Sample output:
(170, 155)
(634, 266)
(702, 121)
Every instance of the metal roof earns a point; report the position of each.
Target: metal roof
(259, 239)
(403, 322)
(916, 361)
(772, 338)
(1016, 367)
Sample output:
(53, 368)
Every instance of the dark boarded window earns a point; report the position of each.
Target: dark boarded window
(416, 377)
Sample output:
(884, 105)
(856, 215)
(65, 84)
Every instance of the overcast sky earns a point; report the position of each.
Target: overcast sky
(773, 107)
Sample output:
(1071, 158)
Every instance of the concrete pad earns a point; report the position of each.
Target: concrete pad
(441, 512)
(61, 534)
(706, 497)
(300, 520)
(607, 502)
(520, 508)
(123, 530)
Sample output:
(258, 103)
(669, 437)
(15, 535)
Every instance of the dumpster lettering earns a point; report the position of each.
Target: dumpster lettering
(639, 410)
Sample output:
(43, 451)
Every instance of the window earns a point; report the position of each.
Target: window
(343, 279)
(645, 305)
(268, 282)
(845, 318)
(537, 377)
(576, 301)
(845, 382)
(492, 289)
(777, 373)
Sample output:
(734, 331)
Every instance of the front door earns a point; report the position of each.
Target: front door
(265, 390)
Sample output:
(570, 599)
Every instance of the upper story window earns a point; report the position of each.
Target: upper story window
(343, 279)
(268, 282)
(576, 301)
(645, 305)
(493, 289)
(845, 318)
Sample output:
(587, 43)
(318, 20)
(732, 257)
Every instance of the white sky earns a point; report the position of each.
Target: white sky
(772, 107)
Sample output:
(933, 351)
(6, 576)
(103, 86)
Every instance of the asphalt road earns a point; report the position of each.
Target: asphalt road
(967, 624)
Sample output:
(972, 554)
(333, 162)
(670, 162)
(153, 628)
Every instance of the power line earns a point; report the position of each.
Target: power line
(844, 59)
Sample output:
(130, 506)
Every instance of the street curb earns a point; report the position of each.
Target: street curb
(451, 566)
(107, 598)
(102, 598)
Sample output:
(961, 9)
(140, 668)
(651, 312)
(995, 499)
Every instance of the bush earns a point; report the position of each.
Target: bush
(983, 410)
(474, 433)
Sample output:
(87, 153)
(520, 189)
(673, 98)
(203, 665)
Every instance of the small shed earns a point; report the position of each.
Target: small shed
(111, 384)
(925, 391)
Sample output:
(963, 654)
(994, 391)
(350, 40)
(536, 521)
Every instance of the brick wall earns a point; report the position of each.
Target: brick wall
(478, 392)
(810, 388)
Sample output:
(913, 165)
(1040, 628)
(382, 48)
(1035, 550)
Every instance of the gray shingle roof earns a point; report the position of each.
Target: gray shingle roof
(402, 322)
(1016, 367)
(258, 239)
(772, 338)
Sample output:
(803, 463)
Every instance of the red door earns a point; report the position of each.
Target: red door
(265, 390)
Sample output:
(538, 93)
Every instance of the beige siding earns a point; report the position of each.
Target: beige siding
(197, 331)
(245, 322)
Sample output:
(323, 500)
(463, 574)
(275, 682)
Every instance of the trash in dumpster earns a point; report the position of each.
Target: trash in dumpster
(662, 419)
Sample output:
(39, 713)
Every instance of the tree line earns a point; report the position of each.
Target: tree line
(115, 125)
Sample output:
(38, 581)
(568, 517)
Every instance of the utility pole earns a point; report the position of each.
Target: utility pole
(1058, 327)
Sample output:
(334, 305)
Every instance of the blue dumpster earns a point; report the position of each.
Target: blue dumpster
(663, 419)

• What you are asked to do: The answer should reproduce all of the data without any alteration.

• Written answer:
Sample output:
(170, 155)
(634, 266)
(702, 121)
Every instance of the metal roof earns a point; report the position of each.
Target: metal roof
(259, 239)
(403, 322)
(916, 361)
(772, 338)
(1016, 367)
Sample output:
(53, 368)
Every instance of the dark boarded window earns a point; report the position of each.
Target: dark boarded window
(416, 377)
Sample output:
(884, 105)
(856, 215)
(65, 84)
Every instance of the overcast sky earns a point; report the position of each.
Target: overcast sky
(773, 107)
Sample output:
(1071, 158)
Every instance of the concrete pad earns a point; report the position of each.
Target: concrete pad
(441, 512)
(61, 534)
(706, 497)
(300, 520)
(607, 502)
(520, 508)
(123, 530)
Sample output:
(258, 103)
(669, 437)
(15, 535)
Every instance of the dumpster lettering earns a point; report the position of each.
Target: dumpster lettering
(639, 410)
Sample output:
(43, 451)
Every instance of the window earns a point; report the position of each.
Target: window
(343, 279)
(645, 305)
(268, 282)
(845, 318)
(537, 377)
(576, 301)
(845, 382)
(492, 289)
(777, 373)
Sample output:
(734, 331)
Every instance of the front door earns a point; report the position of each.
Target: front door
(265, 390)
Sample output:
(570, 599)
Every instance of the upper story window earns a point; report the position of each.
Target: upper story window
(343, 279)
(268, 282)
(576, 301)
(645, 305)
(493, 289)
(845, 318)
Sample output:
(587, 43)
(318, 20)
(732, 257)
Every instance of the white sky earns a point; report the position of each.
Target: white sky
(772, 107)
Sample output:
(933, 351)
(6, 576)
(103, 86)
Every instance of the asphalt road earns a point; report the position of each.
Target: asphalt road
(967, 624)
Sample output:
(972, 554)
(333, 162)
(670, 162)
(153, 628)
Every instance of the power line earns a point; report the position of each.
Target: power line
(844, 59)
Sample output:
(130, 506)
Every instance of the street curb earns a point; report the position of each.
Target: street curb
(451, 566)
(107, 598)
(102, 598)
Sample output:
(961, 9)
(140, 668)
(651, 312)
(995, 499)
Every instance of the bush earns a point; report the position of each.
Target: bush
(983, 410)
(474, 433)
Sample output:
(87, 153)
(520, 189)
(673, 98)
(203, 665)
Every instance of the small shed earns a point; report the position of each.
Target: small shed
(111, 384)
(925, 391)
Sample output:
(963, 654)
(994, 391)
(350, 40)
(536, 521)
Every instance of the brick wall earns a point; report the position of each.
Target: brick wall
(478, 392)
(810, 388)
Sample output:
(913, 165)
(1040, 628)
(382, 48)
(1035, 550)
Every instance of the gray shingle roof earns a point; report the position of each.
Target: gray shingle roof
(402, 322)
(1016, 367)
(258, 239)
(772, 338)
Sample output:
(803, 463)
Every instance of the red door earns a point; report the position of each.
Target: red door
(265, 390)
Sample output:
(538, 93)
Every instance of the beige siding earns a point; report the position of each.
Target: beige siding
(197, 331)
(245, 322)
Sample output:
(323, 500)
(463, 574)
(275, 682)
Every instance of the trash in dumpster earns a point; report the position of each.
Target: trash in dumpster
(662, 419)
Sample output:
(39, 713)
Every instance of the tree line earns a point; report the position of each.
Target: tree line
(115, 125)
Sample output:
(38, 581)
(568, 517)
Every instance of the utility pole earns a point; report the position of each.
Target: utility pole
(1058, 327)
Sample output:
(334, 305)
Every instance of the blue dumpster earns a point; report the position of each.
Target: blue dumpster
(663, 419)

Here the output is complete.